:: Available data

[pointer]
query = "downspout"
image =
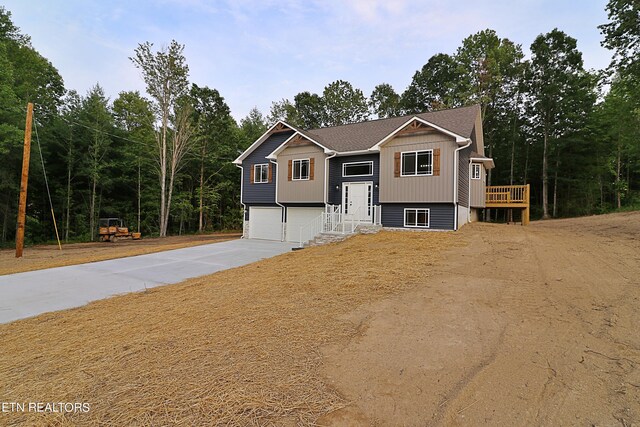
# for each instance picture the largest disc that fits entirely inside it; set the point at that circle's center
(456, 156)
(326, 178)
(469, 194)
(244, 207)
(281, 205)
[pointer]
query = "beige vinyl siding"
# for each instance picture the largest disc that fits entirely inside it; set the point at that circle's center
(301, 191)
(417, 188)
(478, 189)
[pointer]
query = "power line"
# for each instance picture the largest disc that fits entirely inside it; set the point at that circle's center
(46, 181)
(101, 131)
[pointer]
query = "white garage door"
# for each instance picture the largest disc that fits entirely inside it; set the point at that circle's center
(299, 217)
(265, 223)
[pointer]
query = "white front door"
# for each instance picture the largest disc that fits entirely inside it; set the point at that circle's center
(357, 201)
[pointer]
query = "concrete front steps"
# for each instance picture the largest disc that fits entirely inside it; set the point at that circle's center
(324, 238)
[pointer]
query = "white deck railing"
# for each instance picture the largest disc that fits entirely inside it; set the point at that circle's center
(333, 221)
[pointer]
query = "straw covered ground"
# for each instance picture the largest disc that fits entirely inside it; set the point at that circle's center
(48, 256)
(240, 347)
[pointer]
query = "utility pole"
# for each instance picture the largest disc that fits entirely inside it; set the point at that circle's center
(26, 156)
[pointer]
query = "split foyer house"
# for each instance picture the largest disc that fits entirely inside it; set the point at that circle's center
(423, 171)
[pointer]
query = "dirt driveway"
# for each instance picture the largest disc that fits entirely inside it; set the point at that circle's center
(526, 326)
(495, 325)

::::

* Task requirements: Leaving all pictures aside, quote each record exactly.

* Response box:
[pointer]
query = "downspout"
image =
# for each instance picture the largest disc that fits entirely inside it; set the point at that circle's center
(456, 156)
(326, 178)
(469, 194)
(244, 207)
(281, 205)
[pointer]
query = "beige vinyl siding"
# for each instance picture the largest disc that fits entirely inside it; set the point at that circle's center
(301, 191)
(417, 188)
(478, 189)
[pointer]
query = "power line"
# for each instance picture the largest disc that fits entirely inside it; set the point at that circle's center
(46, 181)
(101, 131)
[pointer]
query = "white garage door"
# for each instance picture the largest disc that fits entirely inside it; set the point at that circle's center
(299, 217)
(265, 223)
[pointer]
query = "white front door"
# for each instance picture the largest disc that fits entirely inside it; set the point at that circle's center
(357, 201)
[pointer]
query = "concrete front steps"
# for each instance picture the largest disc that fits entirely inside it; set the point at that circle's center
(324, 238)
[pointer]
query = "white deck railing"
# for each instance picture the largest disc that fits entirely inside it; set the point at that circle's center
(333, 221)
[pointer]
query = "straw covered ground"
# for each instance picture the largest disc that fits entirely inside it; set the point at that circle's center
(48, 256)
(240, 347)
[pointer]
query = "utility pole"
# for each instance picture the largest disc that fits entirely inside it; set the point at that circle's center
(26, 156)
[pointer]
query = "split foyer house"
# for each instance picture the largest disc that fits entirely inside it; set the point at that circle's center
(423, 171)
[pointer]
query = "dirt driveway"
# for each instance picture the largest disc that fits entirely inside it; set the point at that circle's center
(526, 326)
(495, 325)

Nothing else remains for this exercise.